— BEGIN Available data —

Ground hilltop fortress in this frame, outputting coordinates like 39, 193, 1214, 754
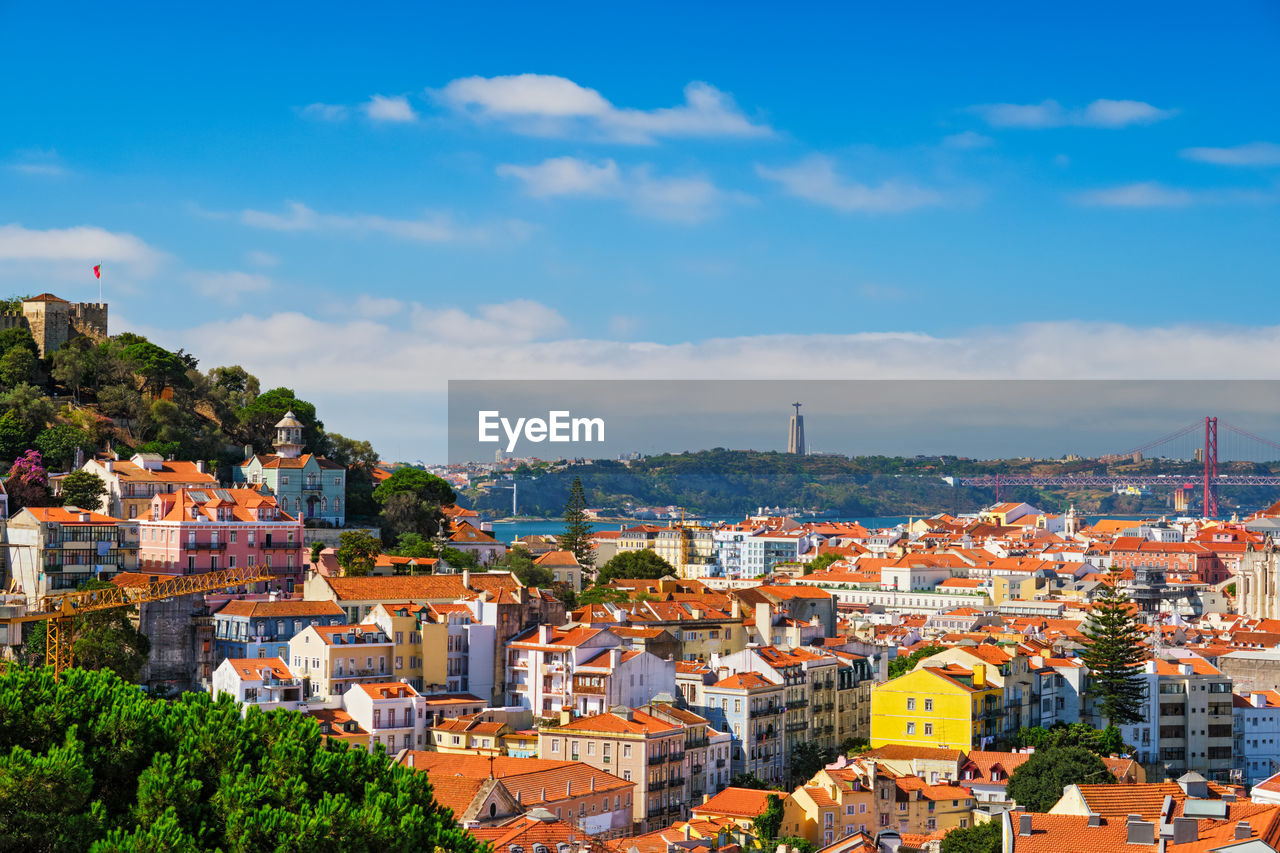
0, 293, 106, 359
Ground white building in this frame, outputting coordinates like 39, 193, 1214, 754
343, 681, 428, 754
1234, 690, 1280, 785
212, 657, 306, 711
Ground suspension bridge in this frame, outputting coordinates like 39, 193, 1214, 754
957, 416, 1280, 517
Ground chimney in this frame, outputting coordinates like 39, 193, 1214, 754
1125, 815, 1156, 847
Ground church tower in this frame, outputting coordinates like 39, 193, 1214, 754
275, 409, 302, 459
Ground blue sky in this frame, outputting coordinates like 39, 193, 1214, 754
0, 3, 1280, 459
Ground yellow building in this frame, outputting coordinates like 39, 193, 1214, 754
872, 663, 1002, 751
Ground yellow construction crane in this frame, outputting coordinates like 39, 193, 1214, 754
8, 566, 276, 679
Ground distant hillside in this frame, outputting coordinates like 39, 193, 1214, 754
0, 292, 378, 516
463, 450, 1280, 517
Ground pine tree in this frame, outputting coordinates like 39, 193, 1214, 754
559, 476, 595, 569
1080, 567, 1147, 725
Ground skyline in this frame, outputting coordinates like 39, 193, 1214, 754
0, 3, 1280, 460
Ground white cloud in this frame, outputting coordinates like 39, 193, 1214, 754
434, 74, 773, 143
0, 223, 164, 274
169, 308, 1280, 402
364, 95, 417, 123
1073, 181, 1194, 207
1181, 142, 1280, 167
970, 99, 1178, 128
497, 158, 728, 223
239, 201, 529, 243
755, 156, 942, 213
498, 158, 622, 199
300, 104, 351, 122
9, 149, 67, 178
1070, 181, 1280, 207
942, 131, 996, 151
186, 270, 271, 302
244, 250, 280, 266
145, 302, 1280, 459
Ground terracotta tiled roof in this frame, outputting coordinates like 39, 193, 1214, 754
227, 657, 293, 681
401, 749, 624, 808
218, 599, 343, 619
691, 788, 787, 817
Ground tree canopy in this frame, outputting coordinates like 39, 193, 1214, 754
374, 465, 458, 506
334, 530, 383, 578
0, 666, 484, 853
1080, 569, 1147, 725
63, 470, 106, 512
559, 476, 595, 566
595, 548, 676, 585
1007, 747, 1116, 812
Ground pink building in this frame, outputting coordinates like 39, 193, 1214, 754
138, 488, 306, 592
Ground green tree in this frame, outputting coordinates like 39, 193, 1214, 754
374, 465, 458, 506
942, 817, 1001, 853
390, 532, 439, 558
595, 548, 676, 584
1080, 569, 1147, 725
0, 666, 485, 853
63, 470, 106, 512
1007, 747, 1115, 812
804, 551, 844, 575
559, 476, 595, 567
334, 530, 383, 578
381, 492, 444, 543
0, 322, 40, 356
790, 740, 836, 785
35, 422, 92, 470
0, 383, 54, 435
236, 388, 328, 453
0, 411, 31, 460
122, 338, 195, 396
0, 347, 40, 388
773, 835, 818, 853
751, 794, 782, 843
888, 646, 942, 679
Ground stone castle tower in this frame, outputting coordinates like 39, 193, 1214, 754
0, 293, 106, 357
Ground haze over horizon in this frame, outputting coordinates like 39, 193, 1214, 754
0, 1, 1280, 460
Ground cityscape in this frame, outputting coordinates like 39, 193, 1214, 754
0, 0, 1280, 853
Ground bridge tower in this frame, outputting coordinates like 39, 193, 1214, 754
1203, 418, 1217, 519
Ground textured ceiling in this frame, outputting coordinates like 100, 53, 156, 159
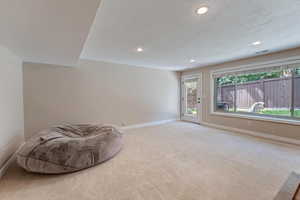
81, 0, 300, 69
0, 0, 100, 65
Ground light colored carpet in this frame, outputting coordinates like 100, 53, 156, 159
0, 122, 300, 200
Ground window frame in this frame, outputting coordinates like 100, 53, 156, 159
210, 56, 300, 125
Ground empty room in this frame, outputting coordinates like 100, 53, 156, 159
0, 0, 300, 200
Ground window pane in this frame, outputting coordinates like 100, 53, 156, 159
184, 79, 198, 115
294, 68, 300, 118
215, 76, 235, 112
215, 69, 294, 117
236, 70, 292, 116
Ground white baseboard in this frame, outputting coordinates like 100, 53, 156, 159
0, 143, 24, 179
121, 119, 178, 130
201, 122, 300, 146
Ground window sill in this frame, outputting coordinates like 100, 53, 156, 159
211, 111, 300, 126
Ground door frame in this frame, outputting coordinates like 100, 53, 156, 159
180, 73, 203, 123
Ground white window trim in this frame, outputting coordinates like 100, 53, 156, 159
210, 56, 300, 126
180, 73, 203, 123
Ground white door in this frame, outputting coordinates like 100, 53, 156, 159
181, 74, 202, 123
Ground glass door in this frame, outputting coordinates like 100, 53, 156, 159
181, 75, 202, 122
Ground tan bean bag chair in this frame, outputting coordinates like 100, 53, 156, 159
17, 125, 122, 174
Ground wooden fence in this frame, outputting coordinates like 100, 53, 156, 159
217, 77, 300, 109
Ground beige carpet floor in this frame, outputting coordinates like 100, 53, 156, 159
0, 122, 300, 200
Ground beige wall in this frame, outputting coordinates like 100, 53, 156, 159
23, 61, 179, 137
182, 48, 300, 139
0, 46, 24, 168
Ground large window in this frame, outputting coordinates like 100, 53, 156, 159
213, 64, 300, 119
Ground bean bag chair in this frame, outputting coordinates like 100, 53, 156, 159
17, 124, 122, 174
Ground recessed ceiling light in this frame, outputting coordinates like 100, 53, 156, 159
136, 47, 144, 52
252, 41, 261, 46
196, 6, 208, 15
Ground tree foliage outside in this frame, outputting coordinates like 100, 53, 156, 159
216, 68, 292, 86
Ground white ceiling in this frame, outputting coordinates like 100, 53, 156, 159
0, 0, 100, 65
81, 0, 300, 69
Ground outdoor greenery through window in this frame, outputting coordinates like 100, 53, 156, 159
213, 64, 300, 119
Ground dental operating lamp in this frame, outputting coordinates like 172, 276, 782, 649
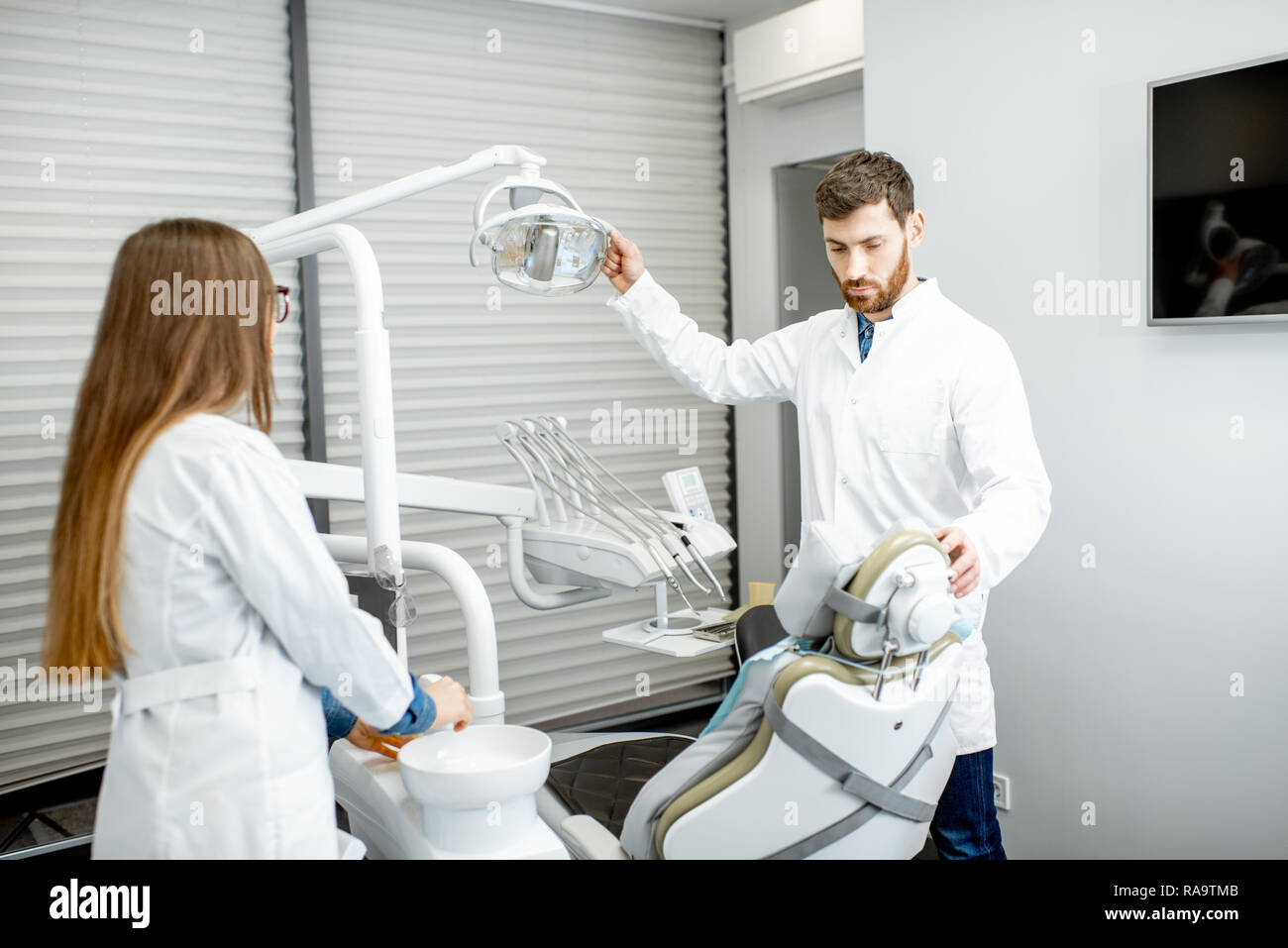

— END Available data —

◆ Given problem
Reproduce the items from the very beginning of the records, stopping after the line that contains "1080, 567, 1147, 725". Leave the pictures out of your copy.

◆ Written answer
Ground hilltop fortress in this frame, outputting coordinates like 39, 193, 1214, 754
0, 293, 106, 359
Ground white building in this frame, outputting coordinates like 39, 193, 1214, 754
343, 681, 428, 754
1234, 690, 1280, 785
212, 657, 306, 711
Ground suspension bridge in this frame, outputting coordinates like 39, 193, 1214, 754
957, 416, 1280, 517
Ground chimney in this frame, outputting coordinates like 39, 193, 1214, 754
1125, 815, 1156, 847
Ground church tower in this frame, outputting coordinates like 39, 193, 1214, 754
275, 409, 302, 459
Ground blue sky in this frame, outputting coordinates like 39, 193, 1214, 754
0, 3, 1280, 459
Ground yellow building in this frame, outputting coordinates like 39, 193, 1214, 754
872, 663, 1002, 751
Ground yellow construction crane in this frame, outputting coordinates like 39, 193, 1214, 754
8, 566, 276, 679
Ground distant hillside in this frame, outputting coordinates like 39, 193, 1214, 754
0, 292, 378, 516
463, 450, 1280, 517
Ground pine tree in this frame, outputting coordinates like 39, 193, 1214, 754
559, 476, 595, 569
1080, 567, 1147, 725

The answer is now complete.